## Task directions
Pull out every line of the records below that contains the string "beard" and copy each one unchanged.

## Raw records

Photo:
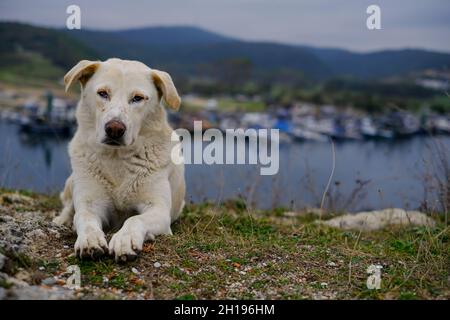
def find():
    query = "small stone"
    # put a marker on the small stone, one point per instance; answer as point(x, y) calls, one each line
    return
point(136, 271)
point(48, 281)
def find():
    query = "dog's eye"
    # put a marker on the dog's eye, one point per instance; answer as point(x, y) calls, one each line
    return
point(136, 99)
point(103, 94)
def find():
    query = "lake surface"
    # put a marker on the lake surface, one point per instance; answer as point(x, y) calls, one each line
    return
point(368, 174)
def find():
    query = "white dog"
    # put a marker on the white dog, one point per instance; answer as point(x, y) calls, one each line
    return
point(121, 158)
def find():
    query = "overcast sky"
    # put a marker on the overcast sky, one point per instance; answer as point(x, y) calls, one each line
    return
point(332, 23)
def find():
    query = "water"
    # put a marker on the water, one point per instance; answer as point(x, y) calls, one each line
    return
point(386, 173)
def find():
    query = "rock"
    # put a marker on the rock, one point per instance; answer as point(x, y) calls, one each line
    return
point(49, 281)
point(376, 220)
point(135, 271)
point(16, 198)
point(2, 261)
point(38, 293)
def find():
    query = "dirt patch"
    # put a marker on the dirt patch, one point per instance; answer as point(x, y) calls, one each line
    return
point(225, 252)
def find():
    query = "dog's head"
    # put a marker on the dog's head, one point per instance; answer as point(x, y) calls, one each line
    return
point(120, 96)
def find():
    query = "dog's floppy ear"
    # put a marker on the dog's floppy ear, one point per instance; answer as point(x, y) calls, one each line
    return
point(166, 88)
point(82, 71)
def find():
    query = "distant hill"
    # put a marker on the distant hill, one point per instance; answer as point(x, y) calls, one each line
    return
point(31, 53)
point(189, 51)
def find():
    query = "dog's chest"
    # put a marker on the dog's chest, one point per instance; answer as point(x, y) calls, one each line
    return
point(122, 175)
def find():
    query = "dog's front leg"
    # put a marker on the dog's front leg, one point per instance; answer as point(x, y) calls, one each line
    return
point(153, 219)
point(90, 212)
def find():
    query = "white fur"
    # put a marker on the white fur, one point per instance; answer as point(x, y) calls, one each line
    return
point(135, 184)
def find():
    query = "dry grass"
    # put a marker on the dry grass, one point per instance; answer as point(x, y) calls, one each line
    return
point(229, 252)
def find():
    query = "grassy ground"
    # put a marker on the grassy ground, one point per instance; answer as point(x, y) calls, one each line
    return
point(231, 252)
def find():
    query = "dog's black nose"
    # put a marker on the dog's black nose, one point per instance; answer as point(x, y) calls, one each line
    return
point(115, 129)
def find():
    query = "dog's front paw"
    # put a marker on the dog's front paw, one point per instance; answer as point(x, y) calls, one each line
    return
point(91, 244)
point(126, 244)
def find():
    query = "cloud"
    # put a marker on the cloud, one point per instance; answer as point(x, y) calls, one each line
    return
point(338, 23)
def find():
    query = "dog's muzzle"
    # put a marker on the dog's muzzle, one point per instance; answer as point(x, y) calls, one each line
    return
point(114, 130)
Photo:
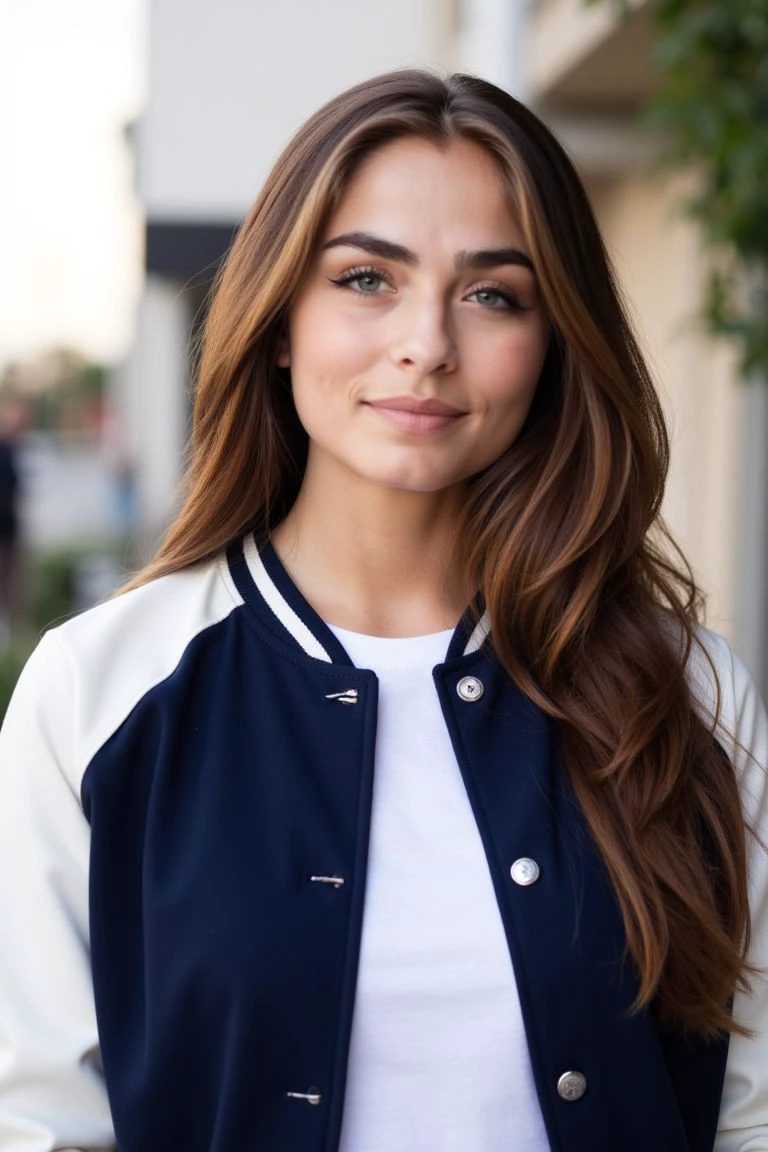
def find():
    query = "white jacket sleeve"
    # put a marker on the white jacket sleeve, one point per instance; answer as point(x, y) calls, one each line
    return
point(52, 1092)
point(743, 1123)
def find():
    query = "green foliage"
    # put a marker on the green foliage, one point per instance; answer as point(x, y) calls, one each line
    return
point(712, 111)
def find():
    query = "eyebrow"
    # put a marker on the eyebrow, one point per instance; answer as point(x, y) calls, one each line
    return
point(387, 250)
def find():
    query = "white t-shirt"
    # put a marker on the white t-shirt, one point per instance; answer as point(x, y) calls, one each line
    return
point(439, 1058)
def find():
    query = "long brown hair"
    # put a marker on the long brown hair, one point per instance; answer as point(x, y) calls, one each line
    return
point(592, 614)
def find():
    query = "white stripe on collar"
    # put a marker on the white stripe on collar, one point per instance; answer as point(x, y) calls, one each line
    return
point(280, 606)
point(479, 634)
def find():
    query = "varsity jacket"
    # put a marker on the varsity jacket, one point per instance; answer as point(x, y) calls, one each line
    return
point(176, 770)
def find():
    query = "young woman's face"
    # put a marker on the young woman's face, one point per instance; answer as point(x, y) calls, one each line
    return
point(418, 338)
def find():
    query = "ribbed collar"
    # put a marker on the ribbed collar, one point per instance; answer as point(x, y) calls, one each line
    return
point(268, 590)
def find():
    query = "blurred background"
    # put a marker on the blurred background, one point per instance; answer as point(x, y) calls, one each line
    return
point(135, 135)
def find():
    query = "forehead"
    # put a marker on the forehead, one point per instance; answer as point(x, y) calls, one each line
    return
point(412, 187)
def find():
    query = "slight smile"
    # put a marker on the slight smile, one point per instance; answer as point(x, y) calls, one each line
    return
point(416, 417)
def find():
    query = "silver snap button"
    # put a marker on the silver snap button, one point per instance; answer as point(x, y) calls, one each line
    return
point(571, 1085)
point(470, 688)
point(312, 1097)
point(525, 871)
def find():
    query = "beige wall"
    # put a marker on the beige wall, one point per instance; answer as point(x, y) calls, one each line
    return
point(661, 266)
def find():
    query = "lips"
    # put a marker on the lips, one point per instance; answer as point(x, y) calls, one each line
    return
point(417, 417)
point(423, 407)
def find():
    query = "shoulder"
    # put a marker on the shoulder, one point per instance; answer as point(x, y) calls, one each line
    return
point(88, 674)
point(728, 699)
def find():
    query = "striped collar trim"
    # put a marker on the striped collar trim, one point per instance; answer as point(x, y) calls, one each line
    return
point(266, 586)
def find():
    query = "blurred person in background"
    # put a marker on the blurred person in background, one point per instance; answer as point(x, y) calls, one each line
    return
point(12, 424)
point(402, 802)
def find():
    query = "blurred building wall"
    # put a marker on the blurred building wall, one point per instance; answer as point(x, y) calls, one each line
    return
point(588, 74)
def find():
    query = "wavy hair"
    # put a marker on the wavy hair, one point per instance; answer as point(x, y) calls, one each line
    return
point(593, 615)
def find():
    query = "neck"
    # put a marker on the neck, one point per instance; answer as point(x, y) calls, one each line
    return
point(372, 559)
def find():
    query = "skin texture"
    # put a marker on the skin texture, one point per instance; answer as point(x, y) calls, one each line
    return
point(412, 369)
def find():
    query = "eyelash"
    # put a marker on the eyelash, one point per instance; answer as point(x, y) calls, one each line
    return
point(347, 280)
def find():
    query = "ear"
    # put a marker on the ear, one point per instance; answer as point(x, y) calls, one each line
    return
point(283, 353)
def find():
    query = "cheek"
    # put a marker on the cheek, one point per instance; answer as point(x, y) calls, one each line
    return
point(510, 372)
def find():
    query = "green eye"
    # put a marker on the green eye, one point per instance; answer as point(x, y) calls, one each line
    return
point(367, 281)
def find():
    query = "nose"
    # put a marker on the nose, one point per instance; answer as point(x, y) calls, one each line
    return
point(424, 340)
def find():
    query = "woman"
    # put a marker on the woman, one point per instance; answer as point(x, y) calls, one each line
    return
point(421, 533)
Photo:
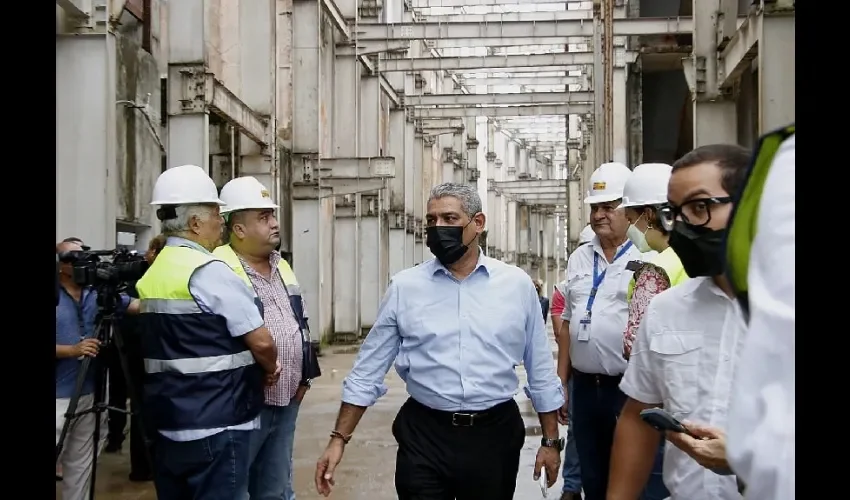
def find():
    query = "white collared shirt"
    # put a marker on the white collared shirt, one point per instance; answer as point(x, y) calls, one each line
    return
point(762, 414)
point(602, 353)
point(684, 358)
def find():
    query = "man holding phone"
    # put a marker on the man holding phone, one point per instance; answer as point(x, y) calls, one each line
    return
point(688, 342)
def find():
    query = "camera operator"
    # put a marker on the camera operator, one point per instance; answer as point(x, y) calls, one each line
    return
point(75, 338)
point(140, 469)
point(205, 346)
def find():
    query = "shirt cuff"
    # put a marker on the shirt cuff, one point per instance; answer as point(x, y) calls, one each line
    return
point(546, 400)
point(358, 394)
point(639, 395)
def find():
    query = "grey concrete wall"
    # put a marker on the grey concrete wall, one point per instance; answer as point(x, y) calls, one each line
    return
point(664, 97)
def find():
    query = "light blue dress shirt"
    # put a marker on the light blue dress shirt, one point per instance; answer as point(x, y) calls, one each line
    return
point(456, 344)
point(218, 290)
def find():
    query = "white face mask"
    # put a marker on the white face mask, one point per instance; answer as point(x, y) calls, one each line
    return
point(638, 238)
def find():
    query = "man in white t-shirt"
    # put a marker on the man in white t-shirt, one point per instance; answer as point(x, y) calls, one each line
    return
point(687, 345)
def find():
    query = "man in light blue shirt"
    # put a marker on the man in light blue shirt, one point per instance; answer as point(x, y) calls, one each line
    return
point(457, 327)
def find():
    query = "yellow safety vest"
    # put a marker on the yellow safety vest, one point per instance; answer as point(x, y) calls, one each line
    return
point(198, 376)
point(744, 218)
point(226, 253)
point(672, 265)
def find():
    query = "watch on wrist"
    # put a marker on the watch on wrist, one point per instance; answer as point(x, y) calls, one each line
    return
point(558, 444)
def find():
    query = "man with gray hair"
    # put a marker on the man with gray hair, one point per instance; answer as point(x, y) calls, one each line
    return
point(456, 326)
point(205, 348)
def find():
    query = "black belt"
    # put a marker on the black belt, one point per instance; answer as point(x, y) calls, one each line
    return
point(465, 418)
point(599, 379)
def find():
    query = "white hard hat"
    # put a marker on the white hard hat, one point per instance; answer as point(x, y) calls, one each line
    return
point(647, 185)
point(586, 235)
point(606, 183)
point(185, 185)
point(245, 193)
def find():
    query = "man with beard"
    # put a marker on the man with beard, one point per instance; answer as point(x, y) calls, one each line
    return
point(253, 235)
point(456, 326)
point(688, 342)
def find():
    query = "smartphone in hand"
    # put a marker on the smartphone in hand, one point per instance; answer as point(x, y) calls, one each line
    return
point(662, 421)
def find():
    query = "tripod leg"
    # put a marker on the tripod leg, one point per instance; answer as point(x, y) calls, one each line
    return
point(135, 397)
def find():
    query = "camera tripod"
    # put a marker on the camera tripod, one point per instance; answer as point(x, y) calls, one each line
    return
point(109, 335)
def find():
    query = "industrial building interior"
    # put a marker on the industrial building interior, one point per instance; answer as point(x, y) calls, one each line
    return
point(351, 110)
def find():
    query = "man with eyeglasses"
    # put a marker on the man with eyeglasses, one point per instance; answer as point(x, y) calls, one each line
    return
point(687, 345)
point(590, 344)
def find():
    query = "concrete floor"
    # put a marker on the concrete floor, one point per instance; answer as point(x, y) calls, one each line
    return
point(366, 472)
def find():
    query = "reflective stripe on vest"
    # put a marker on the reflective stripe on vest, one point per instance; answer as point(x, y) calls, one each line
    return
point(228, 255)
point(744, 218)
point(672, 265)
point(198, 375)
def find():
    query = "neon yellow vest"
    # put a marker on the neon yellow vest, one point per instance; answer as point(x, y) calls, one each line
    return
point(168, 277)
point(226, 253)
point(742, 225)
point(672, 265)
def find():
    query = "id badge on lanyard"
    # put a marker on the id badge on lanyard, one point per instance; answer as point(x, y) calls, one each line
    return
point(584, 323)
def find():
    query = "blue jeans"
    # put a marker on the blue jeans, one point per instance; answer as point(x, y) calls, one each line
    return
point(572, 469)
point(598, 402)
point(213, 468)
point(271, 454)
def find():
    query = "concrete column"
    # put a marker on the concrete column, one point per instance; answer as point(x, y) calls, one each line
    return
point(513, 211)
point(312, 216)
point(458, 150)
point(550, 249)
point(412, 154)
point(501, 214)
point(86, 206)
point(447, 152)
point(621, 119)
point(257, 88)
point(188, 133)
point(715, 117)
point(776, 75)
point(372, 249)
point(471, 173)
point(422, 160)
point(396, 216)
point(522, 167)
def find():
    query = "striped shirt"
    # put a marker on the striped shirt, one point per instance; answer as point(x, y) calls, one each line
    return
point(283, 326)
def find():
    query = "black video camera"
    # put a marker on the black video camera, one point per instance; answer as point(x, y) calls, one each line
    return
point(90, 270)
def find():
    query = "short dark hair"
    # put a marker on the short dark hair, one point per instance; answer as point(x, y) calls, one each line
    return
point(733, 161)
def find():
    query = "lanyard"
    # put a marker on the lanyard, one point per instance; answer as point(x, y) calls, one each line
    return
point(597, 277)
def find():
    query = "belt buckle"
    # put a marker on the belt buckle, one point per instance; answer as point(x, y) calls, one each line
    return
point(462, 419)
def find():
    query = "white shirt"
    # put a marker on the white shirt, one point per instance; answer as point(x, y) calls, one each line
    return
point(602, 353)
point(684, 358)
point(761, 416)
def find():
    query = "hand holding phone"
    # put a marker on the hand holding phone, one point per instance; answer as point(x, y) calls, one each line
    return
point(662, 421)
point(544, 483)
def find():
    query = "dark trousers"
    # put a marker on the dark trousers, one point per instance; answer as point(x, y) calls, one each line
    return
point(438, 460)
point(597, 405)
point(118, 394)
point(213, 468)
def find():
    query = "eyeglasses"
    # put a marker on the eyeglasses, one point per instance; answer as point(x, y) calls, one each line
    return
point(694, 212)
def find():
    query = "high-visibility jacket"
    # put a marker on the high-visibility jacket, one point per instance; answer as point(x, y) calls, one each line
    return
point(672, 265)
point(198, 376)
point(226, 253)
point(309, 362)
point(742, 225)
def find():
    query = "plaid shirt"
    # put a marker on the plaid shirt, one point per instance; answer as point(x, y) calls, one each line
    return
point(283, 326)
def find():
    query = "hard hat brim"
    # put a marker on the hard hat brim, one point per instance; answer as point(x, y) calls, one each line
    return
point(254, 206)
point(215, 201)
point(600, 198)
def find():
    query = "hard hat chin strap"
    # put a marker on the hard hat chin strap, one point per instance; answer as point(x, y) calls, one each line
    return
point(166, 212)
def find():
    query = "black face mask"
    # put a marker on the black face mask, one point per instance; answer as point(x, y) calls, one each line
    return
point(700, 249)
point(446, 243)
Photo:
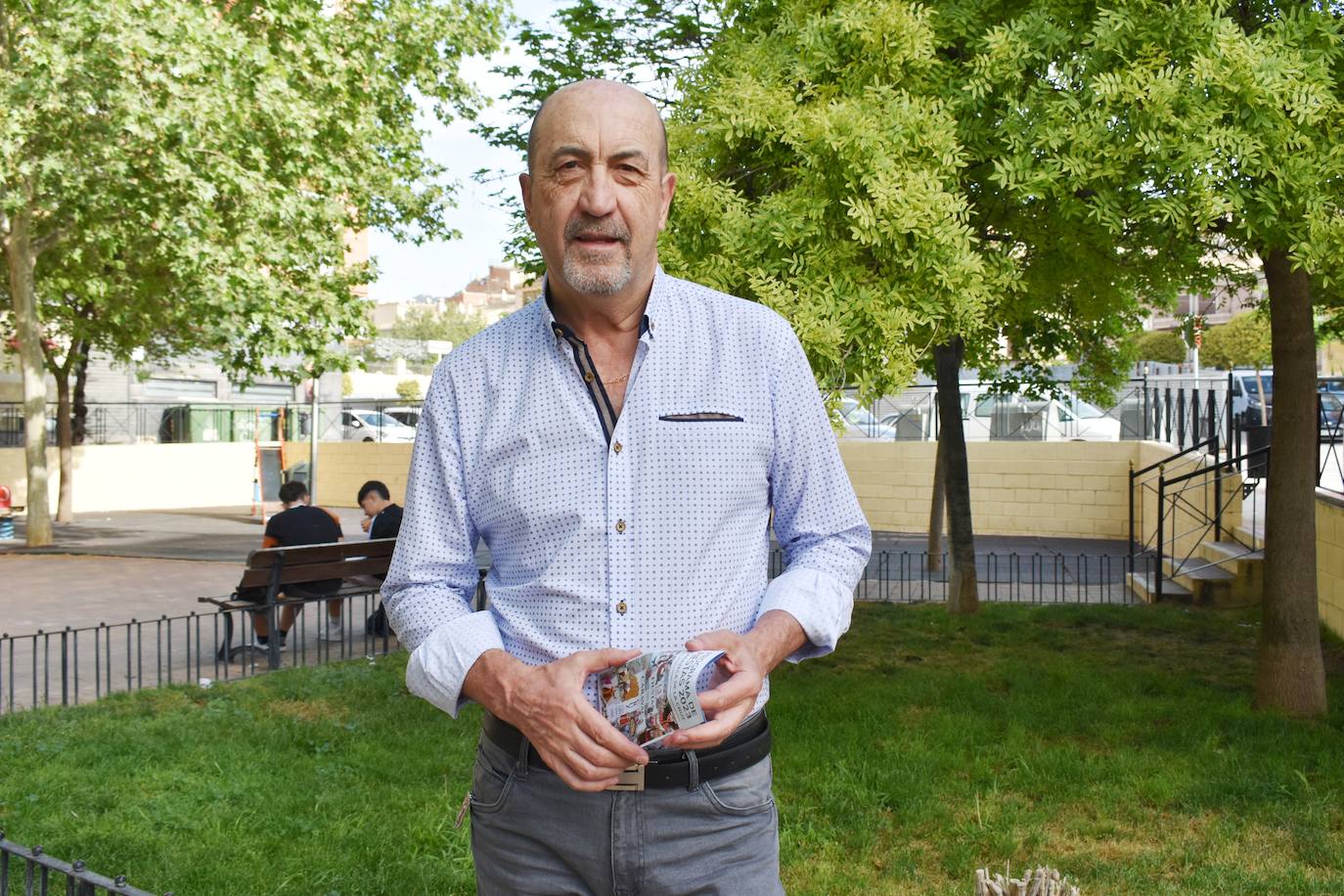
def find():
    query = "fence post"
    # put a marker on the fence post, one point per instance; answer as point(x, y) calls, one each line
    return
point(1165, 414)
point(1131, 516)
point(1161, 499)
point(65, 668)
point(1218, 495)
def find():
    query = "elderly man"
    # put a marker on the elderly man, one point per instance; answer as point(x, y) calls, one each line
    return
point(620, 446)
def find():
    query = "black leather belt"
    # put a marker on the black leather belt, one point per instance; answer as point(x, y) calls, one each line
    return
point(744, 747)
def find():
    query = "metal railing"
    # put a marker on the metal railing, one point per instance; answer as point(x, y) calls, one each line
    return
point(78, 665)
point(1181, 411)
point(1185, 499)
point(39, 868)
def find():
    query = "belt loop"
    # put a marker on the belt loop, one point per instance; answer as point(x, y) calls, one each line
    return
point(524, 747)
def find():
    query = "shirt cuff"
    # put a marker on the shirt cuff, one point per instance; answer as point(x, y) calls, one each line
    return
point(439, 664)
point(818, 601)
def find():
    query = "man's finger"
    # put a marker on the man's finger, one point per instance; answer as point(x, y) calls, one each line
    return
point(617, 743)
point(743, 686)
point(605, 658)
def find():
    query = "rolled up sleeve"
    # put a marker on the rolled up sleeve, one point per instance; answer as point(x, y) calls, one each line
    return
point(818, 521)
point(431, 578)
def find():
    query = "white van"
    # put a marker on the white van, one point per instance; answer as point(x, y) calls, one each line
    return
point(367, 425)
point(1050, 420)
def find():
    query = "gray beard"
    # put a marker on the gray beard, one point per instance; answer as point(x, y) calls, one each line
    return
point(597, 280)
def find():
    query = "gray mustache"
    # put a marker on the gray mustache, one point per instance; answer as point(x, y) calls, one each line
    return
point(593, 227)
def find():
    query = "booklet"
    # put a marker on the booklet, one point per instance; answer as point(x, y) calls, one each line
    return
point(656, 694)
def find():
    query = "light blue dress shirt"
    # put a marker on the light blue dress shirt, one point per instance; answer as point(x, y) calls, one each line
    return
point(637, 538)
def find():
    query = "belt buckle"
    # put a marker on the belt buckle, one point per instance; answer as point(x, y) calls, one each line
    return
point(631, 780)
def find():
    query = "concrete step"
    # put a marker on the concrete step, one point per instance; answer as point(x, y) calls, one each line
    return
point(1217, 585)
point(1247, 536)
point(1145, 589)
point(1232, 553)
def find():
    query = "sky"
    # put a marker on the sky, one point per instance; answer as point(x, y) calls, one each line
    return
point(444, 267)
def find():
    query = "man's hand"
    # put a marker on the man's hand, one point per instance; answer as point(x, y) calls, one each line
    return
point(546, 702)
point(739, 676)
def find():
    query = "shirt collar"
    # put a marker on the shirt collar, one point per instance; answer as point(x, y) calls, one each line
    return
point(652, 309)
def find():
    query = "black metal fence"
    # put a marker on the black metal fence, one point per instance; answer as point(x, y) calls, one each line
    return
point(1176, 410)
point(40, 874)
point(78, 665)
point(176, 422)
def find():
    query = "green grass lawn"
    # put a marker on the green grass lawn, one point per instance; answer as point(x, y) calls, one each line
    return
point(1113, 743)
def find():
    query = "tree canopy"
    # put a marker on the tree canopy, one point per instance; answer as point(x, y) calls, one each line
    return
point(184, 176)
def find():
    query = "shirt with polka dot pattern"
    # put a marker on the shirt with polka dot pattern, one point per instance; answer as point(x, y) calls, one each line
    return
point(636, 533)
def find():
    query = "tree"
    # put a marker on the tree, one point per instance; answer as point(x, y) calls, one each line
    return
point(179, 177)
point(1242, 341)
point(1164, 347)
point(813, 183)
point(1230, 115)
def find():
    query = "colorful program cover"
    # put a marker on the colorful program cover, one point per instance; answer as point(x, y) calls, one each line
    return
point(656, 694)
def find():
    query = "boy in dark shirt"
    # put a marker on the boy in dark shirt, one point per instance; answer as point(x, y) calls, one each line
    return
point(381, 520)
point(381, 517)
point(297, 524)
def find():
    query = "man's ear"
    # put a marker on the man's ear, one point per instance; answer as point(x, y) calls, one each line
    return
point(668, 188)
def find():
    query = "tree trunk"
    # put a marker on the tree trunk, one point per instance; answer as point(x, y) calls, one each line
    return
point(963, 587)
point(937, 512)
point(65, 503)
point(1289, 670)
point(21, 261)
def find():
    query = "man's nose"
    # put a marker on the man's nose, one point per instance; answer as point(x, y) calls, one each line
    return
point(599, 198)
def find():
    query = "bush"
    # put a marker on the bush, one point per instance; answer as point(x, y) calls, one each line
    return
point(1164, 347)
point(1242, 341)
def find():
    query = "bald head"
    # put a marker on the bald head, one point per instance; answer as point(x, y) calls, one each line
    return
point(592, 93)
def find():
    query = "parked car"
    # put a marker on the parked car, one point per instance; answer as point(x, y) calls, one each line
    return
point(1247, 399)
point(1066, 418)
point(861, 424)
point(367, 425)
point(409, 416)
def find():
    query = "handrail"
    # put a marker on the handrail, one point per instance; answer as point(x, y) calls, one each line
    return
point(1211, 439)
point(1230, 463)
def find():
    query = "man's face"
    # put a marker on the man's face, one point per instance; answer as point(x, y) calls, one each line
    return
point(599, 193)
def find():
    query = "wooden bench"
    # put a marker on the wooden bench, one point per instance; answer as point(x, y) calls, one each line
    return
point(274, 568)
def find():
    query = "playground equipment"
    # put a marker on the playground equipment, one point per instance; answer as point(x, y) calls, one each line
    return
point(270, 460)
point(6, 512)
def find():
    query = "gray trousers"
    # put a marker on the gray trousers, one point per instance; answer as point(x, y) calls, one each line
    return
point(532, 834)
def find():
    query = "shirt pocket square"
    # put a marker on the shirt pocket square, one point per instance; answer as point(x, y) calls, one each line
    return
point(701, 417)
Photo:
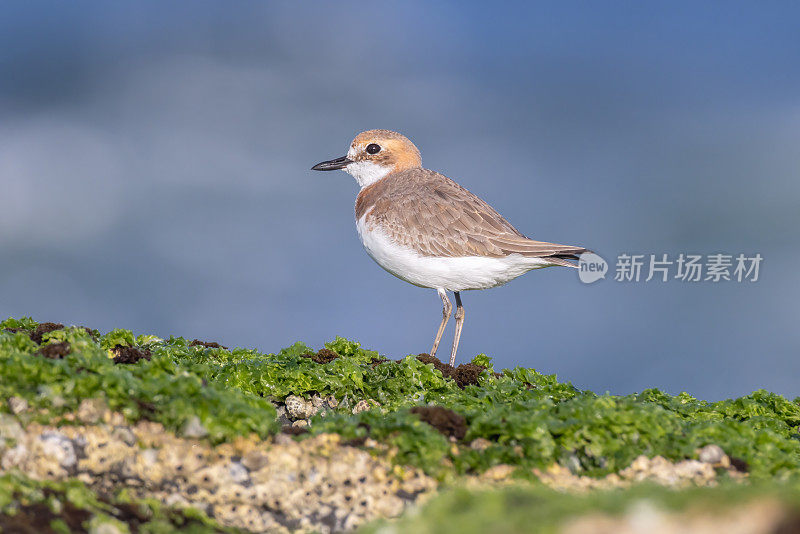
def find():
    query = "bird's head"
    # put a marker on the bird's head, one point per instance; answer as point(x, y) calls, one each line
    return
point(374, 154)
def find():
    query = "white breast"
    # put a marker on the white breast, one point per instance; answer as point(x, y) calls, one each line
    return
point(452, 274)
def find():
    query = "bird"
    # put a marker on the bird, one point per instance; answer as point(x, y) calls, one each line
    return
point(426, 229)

## Response to this exercise
    query = "man with beard"
    # put a marker on the man with beard, one point per instance; answer as point(x, y) calls, one each line
    query = "gray beard"
    # put a marker on the gray beard, one point per instance; answer as point(x, y) calls, one each line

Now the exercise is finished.